Records from a collection
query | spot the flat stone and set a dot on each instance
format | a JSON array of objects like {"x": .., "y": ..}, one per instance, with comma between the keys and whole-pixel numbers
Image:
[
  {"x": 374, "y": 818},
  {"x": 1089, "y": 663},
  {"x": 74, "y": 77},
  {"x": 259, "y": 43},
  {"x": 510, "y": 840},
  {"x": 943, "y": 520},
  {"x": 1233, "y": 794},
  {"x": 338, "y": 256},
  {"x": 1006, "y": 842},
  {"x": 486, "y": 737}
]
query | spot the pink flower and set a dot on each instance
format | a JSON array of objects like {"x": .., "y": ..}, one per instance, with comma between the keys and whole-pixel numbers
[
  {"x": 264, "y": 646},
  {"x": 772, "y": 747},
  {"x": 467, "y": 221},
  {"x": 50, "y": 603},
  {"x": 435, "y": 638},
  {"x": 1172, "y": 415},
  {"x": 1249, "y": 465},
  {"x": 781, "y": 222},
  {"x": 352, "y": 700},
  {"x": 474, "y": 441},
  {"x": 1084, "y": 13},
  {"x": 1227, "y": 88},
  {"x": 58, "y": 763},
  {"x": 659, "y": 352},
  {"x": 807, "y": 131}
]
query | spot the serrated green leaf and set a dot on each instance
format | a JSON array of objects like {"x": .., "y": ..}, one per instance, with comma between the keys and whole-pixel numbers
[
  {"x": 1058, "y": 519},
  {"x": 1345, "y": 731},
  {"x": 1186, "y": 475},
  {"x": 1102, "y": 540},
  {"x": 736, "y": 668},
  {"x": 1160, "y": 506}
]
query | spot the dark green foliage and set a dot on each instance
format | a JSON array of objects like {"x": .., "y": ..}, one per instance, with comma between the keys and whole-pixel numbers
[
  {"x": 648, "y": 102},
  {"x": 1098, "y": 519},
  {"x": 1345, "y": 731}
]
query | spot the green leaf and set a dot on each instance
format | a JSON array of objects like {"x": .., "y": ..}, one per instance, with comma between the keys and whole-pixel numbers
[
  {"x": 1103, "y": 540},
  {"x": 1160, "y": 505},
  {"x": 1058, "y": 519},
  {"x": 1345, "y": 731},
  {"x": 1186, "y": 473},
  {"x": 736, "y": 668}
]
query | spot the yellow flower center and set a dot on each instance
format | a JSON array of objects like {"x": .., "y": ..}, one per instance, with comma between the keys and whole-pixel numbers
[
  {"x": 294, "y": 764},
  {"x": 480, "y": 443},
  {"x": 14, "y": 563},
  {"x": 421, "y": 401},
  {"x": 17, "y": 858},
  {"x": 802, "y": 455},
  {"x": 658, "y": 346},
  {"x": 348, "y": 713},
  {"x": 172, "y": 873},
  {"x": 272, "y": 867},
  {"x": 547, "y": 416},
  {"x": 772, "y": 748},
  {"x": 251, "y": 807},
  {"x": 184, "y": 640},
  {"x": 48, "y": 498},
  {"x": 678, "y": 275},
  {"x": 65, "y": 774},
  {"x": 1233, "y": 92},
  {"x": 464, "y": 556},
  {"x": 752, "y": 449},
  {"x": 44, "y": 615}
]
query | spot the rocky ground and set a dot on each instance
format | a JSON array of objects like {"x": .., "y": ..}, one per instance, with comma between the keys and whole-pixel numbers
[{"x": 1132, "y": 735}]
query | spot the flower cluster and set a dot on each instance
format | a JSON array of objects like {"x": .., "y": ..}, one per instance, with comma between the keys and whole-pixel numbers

» **WORK ITEM**
For this exercise, repeat the data above exactly.

» **EXERCISE ANSWER**
query | spot the flat stone and set a dot on each instance
format | a JSON array of objects like {"x": .., "y": ..}, one per instance, with comma between the keys and whole-pixel numbers
Image:
[
  {"x": 374, "y": 818},
  {"x": 1089, "y": 663},
  {"x": 74, "y": 77},
  {"x": 259, "y": 43},
  {"x": 510, "y": 840},
  {"x": 943, "y": 520},
  {"x": 1233, "y": 794},
  {"x": 338, "y": 256},
  {"x": 1006, "y": 842},
  {"x": 486, "y": 737}
]
query | spot the pink flower and set a dot on each instance
format | a JSON array of objects like {"x": .., "y": ..}, one per instance, with comma between the keys and whole-pixel numbers
[
  {"x": 264, "y": 646},
  {"x": 772, "y": 747},
  {"x": 467, "y": 221},
  {"x": 50, "y": 603},
  {"x": 435, "y": 638},
  {"x": 1172, "y": 415},
  {"x": 1249, "y": 465},
  {"x": 781, "y": 222},
  {"x": 352, "y": 700},
  {"x": 474, "y": 441},
  {"x": 1084, "y": 13},
  {"x": 1227, "y": 88},
  {"x": 58, "y": 763},
  {"x": 659, "y": 352},
  {"x": 807, "y": 131}
]
query | spot the serrated green leaf and set a dot on each instance
format | a JSON array of objects like {"x": .., "y": ..}, one per instance, with comma between the keys and whole-pixel numbers
[
  {"x": 1058, "y": 519},
  {"x": 1345, "y": 731},
  {"x": 1186, "y": 475},
  {"x": 1102, "y": 540},
  {"x": 736, "y": 668},
  {"x": 1160, "y": 506}
]
query | spot the dark green foliage and set a dot on each instance
format | a JSON array of objects like {"x": .., "y": ..}, one per instance, with comma between the keys and whole-pixel numbers
[
  {"x": 648, "y": 102},
  {"x": 1098, "y": 519},
  {"x": 1345, "y": 731}
]
query | spot the green leaf and set a dot on each instance
format | a JSON array of objects like {"x": .., "y": ..}, one per instance, with comma between the keys and whole-pixel numbers
[
  {"x": 1103, "y": 540},
  {"x": 1160, "y": 505},
  {"x": 1058, "y": 519},
  {"x": 1345, "y": 731},
  {"x": 1186, "y": 473},
  {"x": 736, "y": 668}
]
query | spot the yellow flower center and set a dot on each instance
format | a JSON array of objects like {"x": .., "y": ..}, one per instance, with comma between the keys and whole-pixel numbers
[
  {"x": 294, "y": 764},
  {"x": 480, "y": 443},
  {"x": 14, "y": 563},
  {"x": 421, "y": 401},
  {"x": 17, "y": 858},
  {"x": 802, "y": 455},
  {"x": 658, "y": 346},
  {"x": 348, "y": 713},
  {"x": 172, "y": 873},
  {"x": 272, "y": 867},
  {"x": 547, "y": 416},
  {"x": 772, "y": 748},
  {"x": 251, "y": 807},
  {"x": 184, "y": 640},
  {"x": 48, "y": 498},
  {"x": 678, "y": 275},
  {"x": 65, "y": 774},
  {"x": 1233, "y": 92},
  {"x": 464, "y": 556},
  {"x": 752, "y": 449},
  {"x": 44, "y": 615}
]
query | spot the rocky ground and set a dot on each instance
format | a JSON array of objects like {"x": .., "y": ..}, one per instance, with comma between the keys and whole-pixel numbers
[{"x": 1132, "y": 735}]
query | spot the flower cluster and set a dot on each instance
format | a JSON array of objects like {"x": .., "y": ..}, one per instance, with comma between the keys and whole-pixel numbers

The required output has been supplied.